Исходный текст:
==========
Яков: В продолжение: я потом увидел, как там целуют священнику руку, к примеру, еще что-то люди делают. И у меня каждый раз, я, когда видел какие-то такие моменты, прямо в голове приходило понимание, почему это происходит, когда передавались, допустим – я не знаю, как это называется, – вот эти два подсвечника, на одном две свечи стоят, на другом три.

Отец Алексей: Дикирий и трикирий.

Яков: Да, то есть когда передают и он целует руку, потом назад передают, и вот это все происходит. Я понял, что можно действительно просто сунуть и быстро, а делаешь вот это все так, это именно так и должно быть, и никак иначе. Потому что можно резко как-то передать им, или уронить, или еще что-то, но настолько это все было для меня, и я понимал, что да, только так и надо делать. То есть когда стоял в храме, видел все эти моменты, маленькие нюансы, все это все поражало, насколько это мудро, как насколько это правильно, насколько это истинно, насколько это вообще и трогательно, и не знаю даже, что еще сказать. И потом все дальше шло, шло, шло…

Александр Антонюк: Ты еще говорил, что смотрел с Игорем Капрановым передачу.

Яков: Да, это тоже один из моментов стрессовой ситуации такой, которая пошла на пользу перед тем, когда я уже начал ходить первый раз, второй раз. Я посмотрел с Игорем Капрановым передачу.

Александр Антонюк: Ты его откуда знал?

Яков: Я знал его, он известный музыкант, в «металлических кругах» страны его все знают, я музыкой занимался тоже, знал о нем очень хорошо, кто он, что он, чем он занимался, звезда нашей страны. И когда я увидел с ним передачу со священником – отец Георгий, по-моему, там беседа была «Путь к Богу»,– и он рассказывал какие-то вещи. Я слушал, со всем согласен был, все нормально, и он в один момент говорит: у протестантов нет благодати Божией. Он просто даже там не о протестантах говорил, а просто что-то о благодати зашел разговор, и он как пример просто это привел. Там сутью беседы даже не протестантизм был, и он просто как пример привел мимоходом. Я, когда это услышал, у меня опять так в душе что-то щелкнуло такое – и несогласие, и в то же время какой-то вопрос большой. Я ему написал тогда, я его нашел там в интернете, написал, объяснил, кто я, что я, вкратце, и спросил: «Почему ты так сказал, что нет благодати?» Он мне ответил, но мне конкретно не ответил так: нет благодати, потому что… – и выучи это наизусть! Потому что в православии это как-то интересно: иногда человек молчит, и ты ответ получаешь, или иногда человек говорит немножко будто бы что-то другое, и ты понимаешь, что он говорит то, что нужно. Часто я такие моменты встречал, и Игорь, в том числе, тоже сказал что-то мне. Кстати, после этого ты меня нашёл в интернете.
==========
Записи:
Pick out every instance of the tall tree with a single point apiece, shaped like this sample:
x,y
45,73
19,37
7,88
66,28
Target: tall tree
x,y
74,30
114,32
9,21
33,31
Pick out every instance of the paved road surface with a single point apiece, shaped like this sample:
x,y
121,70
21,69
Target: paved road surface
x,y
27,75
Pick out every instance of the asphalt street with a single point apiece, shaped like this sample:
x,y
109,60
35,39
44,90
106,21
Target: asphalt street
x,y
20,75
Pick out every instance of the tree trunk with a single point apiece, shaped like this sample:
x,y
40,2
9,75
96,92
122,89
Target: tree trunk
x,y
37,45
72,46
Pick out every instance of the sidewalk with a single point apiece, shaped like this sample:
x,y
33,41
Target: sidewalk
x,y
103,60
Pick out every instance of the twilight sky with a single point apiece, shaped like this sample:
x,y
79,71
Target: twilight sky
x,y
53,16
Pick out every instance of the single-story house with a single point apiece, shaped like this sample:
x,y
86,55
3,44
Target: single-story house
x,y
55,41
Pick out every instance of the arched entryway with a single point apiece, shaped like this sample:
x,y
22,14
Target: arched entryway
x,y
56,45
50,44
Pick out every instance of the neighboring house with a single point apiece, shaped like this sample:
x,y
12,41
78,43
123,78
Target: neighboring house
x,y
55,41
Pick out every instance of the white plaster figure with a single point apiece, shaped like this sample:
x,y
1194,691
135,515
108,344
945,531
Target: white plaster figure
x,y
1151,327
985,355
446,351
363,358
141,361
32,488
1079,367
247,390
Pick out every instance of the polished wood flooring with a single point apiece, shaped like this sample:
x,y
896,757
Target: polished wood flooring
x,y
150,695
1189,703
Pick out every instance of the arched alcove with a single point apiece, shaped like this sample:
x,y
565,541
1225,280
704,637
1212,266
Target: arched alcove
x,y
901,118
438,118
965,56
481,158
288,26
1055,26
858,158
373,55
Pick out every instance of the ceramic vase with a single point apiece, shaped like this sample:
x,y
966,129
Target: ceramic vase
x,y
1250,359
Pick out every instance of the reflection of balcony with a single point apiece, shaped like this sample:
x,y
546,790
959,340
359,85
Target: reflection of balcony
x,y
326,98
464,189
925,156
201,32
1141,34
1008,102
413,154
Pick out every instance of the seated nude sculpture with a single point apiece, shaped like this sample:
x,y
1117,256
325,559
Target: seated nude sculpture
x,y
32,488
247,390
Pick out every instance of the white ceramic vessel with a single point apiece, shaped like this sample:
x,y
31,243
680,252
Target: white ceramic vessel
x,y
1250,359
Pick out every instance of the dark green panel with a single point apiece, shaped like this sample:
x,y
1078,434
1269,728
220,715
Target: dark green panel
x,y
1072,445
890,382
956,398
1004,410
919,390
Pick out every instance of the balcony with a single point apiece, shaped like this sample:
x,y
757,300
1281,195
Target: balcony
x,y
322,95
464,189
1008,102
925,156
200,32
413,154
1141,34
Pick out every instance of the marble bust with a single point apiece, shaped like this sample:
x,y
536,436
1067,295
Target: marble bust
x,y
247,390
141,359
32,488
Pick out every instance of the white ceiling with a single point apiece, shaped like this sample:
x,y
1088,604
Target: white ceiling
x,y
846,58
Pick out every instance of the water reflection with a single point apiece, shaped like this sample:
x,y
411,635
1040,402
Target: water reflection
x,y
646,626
==========
Что сделать:
a) Почему, по словам Якова в беседе о его приходе в православие, дикирий и трикирий нужно передавать именно так, как он видел в храме, а не быстро? Ответьте в одном–трех предложениях.
b) Продолжите беседу о приходе Якова в православие, начав сразу после ее последней реплики.

Ответы по заданиям:
a) Яков говорит, что подсвечники можно было бы просто сунуть и передать быстро, но тогда их можно передать резко или уронить. Поэтому он понял, что передавать их надо именно так, со всем порядком, включая целование руки, и никак иначе.

b)
Александр Антонюк: Знаешь, почему? Я открою тебе маленький секрет. У нас просто есть «беседка» общинная. Игорь туда иногда что-нибудь скидывает и говорит: вот парень, помолитесь за него, потому что он ищет истину. Просто не только у протестантов есть «беседки» ВКонтакте о молитвах, и ты же там тоже теперь есть. А я ездил в Германию, и меня сразу заинтересовало, и я тебя добавил в друзья, но ты ничего не написал. Почему я про дреды сказал: это был конец августа, я только приехал от отца Станислава из Петрозаводска, и он только что крестил в Онеге растамана с дредами – прямо в Онеге, полным погружением, все как надо. Я выкладываю эту фотографию, и ты пишешь уже внизу: «А где можно познакомиться с этим священником?» Ты, наверно, тоже смотрел «Путь к Богу»?

Яков: Я посмотрел отца Станислава – он был протестантом, таким служителем активным

Александр Антонюк: Да, и потом уже с ним по скайпу…

Яков: Через тебя, ты сказал: «Да, конечно, можно». Я думаю: «Как так, человек там на экране и можно с ним поговорить». Я тут зашел вроде в храм, и дьякон меня отправил домой.

Отец Алексей: Известные люди тебя приняли – Игорь, например.

Яков: Да, Игорь (кстати, спасибо!) очень уделил время, и не так наотмашь что-то сказал, то есть видно было, что он думал об этом, на некоторые вопросы он отвечал с паузами. Потом я его просил впоследствии англоязычные какие-то видеоматериалы православные, которые можно отправить, потому что у меня есть родственники, кто не говорит на русском, а на английском говорят.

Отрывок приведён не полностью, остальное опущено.